Goal of the exercise:
Beginning with the line that holds "Target: bench seat", set down each line of the data below through the very last, exactly as given, and nothing beyond that.

Dataset records:
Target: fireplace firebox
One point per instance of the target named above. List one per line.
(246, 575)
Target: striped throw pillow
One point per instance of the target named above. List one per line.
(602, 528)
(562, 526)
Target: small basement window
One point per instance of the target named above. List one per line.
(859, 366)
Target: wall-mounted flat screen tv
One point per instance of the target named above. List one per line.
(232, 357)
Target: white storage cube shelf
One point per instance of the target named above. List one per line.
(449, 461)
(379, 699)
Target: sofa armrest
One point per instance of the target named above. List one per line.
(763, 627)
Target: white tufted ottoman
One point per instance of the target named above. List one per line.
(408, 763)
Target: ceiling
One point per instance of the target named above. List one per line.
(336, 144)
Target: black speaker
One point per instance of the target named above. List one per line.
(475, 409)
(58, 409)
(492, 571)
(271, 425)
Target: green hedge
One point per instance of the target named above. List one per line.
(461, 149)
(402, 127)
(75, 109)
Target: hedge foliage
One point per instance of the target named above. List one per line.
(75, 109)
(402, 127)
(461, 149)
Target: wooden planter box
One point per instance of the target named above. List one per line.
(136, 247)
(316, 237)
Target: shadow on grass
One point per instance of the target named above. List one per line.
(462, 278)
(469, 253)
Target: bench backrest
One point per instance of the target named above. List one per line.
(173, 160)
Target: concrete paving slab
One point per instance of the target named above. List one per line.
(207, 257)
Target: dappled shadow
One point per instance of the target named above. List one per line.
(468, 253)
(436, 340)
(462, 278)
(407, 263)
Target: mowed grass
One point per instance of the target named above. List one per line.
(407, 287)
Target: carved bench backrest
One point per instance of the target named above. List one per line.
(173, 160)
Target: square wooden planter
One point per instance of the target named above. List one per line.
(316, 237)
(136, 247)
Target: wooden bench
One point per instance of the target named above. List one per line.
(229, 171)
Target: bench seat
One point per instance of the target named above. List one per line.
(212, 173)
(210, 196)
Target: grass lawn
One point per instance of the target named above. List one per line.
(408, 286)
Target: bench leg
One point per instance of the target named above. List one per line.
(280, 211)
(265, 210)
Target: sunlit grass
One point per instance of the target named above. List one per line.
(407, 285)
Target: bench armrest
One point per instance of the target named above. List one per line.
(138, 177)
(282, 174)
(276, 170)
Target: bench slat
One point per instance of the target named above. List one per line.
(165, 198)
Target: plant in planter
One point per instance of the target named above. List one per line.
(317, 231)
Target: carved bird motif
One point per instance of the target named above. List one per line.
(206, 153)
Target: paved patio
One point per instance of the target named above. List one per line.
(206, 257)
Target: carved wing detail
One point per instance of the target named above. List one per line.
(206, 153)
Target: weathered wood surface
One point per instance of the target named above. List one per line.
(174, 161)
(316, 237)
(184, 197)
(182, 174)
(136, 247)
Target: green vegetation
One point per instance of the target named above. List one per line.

Correct response:
Target: bench seat
One point per instance of the target named above. List one per line.
(212, 173)
(210, 196)
Target: grass lawn
One point per instance of the target named above. List one per line.
(408, 286)
Target: bench leg
One point per instance of the target named above. List one per line.
(280, 211)
(265, 210)
Target: sunlit grass
One point per instance of the target named above. List one per line.
(407, 285)
Target: bench armrest
One point per instance of the target named above. List one per line.
(138, 177)
(282, 174)
(276, 170)
Target: bench slat
One point per instance of the target named above. List one per line.
(165, 198)
Target: plant in planter
One point per instance of the target named above. List one per line.
(317, 231)
Target: carved bird motif
One point per instance of the target named above. List one per line.
(206, 153)
Target: paved patio
One point per instance of the target named above. List one per line.
(206, 257)
Target: carved wing detail
One point per instance of the target named above. List one per line.
(206, 153)
Target: weathered wood surface
One point per instance of the target named above. List one per line.
(174, 161)
(316, 237)
(184, 197)
(182, 174)
(136, 247)
Target: green vegetation
One point per instance of the target named above. List one per line.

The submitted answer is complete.